[[ Raw data, beginning ]]
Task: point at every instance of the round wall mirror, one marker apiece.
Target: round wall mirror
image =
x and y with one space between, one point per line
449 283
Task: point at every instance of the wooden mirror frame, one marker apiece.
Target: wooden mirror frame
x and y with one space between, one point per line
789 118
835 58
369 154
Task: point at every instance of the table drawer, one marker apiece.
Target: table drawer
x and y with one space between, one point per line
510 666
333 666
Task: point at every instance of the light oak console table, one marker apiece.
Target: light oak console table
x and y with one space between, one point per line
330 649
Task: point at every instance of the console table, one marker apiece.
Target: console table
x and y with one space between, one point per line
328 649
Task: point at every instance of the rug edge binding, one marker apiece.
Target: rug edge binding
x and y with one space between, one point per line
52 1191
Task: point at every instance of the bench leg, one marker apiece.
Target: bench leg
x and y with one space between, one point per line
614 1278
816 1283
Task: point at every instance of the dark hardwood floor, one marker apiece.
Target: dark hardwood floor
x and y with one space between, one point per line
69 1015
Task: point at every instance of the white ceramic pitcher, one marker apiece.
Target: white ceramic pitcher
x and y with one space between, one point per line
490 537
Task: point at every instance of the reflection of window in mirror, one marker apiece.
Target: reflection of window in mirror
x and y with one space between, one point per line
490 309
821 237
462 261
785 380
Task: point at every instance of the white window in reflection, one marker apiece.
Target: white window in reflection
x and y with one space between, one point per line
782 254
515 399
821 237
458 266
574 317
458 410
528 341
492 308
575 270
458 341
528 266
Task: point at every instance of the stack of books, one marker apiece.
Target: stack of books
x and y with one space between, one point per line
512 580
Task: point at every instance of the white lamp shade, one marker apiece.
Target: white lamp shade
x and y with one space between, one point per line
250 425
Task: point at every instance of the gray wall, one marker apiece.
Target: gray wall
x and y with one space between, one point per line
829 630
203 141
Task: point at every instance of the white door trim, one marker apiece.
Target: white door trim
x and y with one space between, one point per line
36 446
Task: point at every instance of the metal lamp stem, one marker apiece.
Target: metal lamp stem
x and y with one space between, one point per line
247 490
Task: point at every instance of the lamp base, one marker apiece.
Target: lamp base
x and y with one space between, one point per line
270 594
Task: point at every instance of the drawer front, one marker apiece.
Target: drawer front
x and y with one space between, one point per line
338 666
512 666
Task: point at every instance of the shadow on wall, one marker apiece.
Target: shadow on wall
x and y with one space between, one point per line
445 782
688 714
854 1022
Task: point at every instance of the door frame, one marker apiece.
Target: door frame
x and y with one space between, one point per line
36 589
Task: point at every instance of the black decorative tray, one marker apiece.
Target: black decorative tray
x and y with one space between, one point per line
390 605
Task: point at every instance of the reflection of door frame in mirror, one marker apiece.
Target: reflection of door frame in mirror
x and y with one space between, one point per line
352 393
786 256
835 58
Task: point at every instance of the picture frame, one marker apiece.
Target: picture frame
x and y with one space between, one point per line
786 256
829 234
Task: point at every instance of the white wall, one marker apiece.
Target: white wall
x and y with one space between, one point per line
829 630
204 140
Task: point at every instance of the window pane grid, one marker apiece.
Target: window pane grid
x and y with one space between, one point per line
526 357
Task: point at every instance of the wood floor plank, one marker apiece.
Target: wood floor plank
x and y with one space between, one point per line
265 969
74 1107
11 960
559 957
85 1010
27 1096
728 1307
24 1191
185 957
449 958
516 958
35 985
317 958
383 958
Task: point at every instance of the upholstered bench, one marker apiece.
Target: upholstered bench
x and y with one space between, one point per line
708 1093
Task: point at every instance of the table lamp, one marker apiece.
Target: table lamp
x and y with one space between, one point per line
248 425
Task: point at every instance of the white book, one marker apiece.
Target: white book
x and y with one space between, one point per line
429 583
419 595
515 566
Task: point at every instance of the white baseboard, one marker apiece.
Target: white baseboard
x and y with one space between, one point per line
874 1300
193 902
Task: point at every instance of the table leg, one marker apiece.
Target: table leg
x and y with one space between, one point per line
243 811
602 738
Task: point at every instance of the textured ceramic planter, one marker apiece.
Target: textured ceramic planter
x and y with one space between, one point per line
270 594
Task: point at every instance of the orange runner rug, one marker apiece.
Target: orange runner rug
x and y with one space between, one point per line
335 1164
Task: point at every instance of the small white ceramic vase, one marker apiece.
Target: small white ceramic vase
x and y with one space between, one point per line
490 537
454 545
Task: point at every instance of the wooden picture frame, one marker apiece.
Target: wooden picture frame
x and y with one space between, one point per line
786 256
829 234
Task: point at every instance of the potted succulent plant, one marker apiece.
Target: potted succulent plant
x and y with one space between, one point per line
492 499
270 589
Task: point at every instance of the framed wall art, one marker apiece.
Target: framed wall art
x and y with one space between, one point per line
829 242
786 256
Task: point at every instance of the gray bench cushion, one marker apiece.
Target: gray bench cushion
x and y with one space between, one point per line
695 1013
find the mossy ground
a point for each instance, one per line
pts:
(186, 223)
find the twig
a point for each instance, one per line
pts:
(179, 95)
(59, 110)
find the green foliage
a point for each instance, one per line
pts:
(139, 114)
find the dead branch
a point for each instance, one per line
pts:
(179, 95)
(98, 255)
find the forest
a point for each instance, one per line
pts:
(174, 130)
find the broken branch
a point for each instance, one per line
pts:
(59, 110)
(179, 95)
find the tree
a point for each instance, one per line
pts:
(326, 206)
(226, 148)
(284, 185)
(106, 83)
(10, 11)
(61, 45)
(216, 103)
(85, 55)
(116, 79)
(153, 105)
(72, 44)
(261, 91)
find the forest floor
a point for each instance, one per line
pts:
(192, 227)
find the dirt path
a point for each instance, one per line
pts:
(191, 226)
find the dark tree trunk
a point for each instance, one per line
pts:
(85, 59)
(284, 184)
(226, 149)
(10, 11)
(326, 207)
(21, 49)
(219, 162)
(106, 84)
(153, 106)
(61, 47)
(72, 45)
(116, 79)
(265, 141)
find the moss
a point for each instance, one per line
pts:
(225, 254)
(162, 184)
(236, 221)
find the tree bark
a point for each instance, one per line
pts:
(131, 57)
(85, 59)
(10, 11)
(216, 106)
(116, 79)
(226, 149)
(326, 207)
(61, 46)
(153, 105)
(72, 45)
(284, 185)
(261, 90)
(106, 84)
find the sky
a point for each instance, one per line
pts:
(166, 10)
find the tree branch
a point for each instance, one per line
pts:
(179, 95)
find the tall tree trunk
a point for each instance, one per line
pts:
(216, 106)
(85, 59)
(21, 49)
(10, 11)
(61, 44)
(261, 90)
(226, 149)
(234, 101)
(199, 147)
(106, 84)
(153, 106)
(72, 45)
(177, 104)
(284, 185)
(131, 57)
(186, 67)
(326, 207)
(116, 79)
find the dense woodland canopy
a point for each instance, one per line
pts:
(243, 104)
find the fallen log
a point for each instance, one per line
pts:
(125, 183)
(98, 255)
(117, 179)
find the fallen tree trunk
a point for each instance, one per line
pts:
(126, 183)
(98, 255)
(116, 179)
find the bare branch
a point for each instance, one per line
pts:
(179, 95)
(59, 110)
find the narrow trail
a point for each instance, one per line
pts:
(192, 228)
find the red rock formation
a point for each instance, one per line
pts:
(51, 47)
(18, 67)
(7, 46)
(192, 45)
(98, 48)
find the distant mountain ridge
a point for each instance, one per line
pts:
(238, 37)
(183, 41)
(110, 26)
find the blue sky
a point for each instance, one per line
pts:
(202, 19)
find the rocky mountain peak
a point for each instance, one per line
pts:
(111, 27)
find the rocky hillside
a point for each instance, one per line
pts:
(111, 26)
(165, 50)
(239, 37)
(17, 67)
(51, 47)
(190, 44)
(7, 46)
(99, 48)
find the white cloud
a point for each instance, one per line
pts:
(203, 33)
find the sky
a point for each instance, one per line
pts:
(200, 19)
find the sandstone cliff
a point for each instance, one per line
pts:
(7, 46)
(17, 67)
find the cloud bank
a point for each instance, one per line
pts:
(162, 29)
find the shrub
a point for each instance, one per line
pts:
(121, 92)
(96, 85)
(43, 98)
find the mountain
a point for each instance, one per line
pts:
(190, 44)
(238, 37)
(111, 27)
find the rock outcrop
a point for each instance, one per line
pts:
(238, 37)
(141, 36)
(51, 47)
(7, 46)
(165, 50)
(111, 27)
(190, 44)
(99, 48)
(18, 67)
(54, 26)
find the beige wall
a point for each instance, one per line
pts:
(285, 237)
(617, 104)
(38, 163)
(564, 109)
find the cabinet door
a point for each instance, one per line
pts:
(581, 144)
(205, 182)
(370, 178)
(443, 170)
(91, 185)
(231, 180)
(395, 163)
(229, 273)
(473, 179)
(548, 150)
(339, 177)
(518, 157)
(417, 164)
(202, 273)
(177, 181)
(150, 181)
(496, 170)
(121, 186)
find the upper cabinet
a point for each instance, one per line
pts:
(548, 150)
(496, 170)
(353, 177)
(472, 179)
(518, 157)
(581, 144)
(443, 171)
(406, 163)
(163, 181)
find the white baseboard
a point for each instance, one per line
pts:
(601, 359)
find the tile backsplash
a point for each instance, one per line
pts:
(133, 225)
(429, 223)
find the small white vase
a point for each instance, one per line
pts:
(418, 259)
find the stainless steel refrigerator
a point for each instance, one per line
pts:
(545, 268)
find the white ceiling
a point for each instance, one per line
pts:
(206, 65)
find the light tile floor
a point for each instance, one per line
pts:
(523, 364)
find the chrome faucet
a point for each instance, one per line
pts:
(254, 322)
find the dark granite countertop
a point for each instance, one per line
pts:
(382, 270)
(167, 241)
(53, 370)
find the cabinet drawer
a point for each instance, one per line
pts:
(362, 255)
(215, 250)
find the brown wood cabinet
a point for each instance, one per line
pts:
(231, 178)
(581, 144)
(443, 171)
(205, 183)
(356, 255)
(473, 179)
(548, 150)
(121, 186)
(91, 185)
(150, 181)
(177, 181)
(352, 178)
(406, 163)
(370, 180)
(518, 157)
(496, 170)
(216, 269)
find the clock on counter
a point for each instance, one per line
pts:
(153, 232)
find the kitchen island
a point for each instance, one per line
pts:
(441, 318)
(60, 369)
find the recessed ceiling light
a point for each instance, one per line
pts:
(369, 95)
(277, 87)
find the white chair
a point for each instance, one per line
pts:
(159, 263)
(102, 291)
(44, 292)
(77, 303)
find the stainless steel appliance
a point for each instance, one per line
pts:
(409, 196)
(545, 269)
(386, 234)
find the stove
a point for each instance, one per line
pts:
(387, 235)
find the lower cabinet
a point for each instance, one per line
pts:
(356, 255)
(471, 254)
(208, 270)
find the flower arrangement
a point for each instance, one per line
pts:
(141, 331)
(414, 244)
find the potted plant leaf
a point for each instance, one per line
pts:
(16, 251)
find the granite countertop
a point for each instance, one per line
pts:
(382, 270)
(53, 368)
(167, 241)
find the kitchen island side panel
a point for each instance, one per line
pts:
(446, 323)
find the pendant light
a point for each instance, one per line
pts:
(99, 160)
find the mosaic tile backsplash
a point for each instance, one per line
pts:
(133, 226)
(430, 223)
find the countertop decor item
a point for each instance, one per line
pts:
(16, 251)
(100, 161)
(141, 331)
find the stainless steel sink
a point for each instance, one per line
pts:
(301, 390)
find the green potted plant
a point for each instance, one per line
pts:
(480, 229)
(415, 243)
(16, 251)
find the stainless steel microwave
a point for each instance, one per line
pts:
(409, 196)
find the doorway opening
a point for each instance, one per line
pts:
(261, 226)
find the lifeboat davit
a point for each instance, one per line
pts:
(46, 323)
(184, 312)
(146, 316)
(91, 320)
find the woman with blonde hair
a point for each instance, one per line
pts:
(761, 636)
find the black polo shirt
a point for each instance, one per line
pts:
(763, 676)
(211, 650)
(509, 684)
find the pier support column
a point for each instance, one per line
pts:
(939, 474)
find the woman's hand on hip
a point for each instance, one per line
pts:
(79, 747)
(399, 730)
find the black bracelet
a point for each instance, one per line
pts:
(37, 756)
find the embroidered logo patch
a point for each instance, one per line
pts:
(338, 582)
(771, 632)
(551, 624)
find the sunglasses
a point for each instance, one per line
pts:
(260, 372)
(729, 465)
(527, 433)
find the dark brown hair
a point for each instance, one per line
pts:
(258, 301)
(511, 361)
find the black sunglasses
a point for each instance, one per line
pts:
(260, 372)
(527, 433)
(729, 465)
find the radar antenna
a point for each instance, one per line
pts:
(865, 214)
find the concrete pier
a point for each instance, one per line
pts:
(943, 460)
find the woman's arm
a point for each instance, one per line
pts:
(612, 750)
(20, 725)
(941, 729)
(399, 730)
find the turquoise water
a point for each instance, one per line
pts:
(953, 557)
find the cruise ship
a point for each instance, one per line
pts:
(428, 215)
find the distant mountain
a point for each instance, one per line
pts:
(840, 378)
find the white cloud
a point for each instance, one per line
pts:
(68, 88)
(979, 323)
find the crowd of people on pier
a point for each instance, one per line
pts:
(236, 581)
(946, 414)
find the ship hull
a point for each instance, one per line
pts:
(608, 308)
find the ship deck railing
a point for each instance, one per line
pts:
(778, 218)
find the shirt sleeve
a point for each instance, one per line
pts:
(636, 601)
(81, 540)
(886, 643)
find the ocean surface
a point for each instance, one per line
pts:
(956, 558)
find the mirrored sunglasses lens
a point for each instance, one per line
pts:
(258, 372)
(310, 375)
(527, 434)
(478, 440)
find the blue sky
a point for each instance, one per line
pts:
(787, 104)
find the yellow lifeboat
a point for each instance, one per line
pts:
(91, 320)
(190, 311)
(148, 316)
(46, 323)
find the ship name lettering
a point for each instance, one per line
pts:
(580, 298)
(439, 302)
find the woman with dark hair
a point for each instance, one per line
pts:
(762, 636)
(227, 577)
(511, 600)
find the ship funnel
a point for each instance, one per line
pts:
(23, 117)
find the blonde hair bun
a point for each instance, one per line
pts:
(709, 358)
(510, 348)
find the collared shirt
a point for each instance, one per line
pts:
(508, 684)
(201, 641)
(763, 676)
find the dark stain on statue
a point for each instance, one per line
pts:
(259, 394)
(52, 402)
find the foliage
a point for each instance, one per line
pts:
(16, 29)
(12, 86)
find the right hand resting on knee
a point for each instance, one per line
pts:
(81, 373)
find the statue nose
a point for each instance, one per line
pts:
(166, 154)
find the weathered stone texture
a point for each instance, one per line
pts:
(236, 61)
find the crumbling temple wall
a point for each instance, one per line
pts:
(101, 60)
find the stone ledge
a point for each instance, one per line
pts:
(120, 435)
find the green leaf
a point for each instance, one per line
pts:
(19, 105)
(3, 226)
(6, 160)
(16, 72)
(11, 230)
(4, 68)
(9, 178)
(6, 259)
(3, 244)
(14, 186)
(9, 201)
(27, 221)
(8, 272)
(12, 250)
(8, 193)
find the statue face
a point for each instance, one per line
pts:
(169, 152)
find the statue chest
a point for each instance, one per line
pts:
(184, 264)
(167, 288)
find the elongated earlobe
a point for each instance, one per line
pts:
[[ Raw data, end ]]
# Work required
Sift through the entries and copy every line with "shadow".

# Task output
Task: point at every instance of the shadow on wall, one marker apiece.
Target: shadow on wall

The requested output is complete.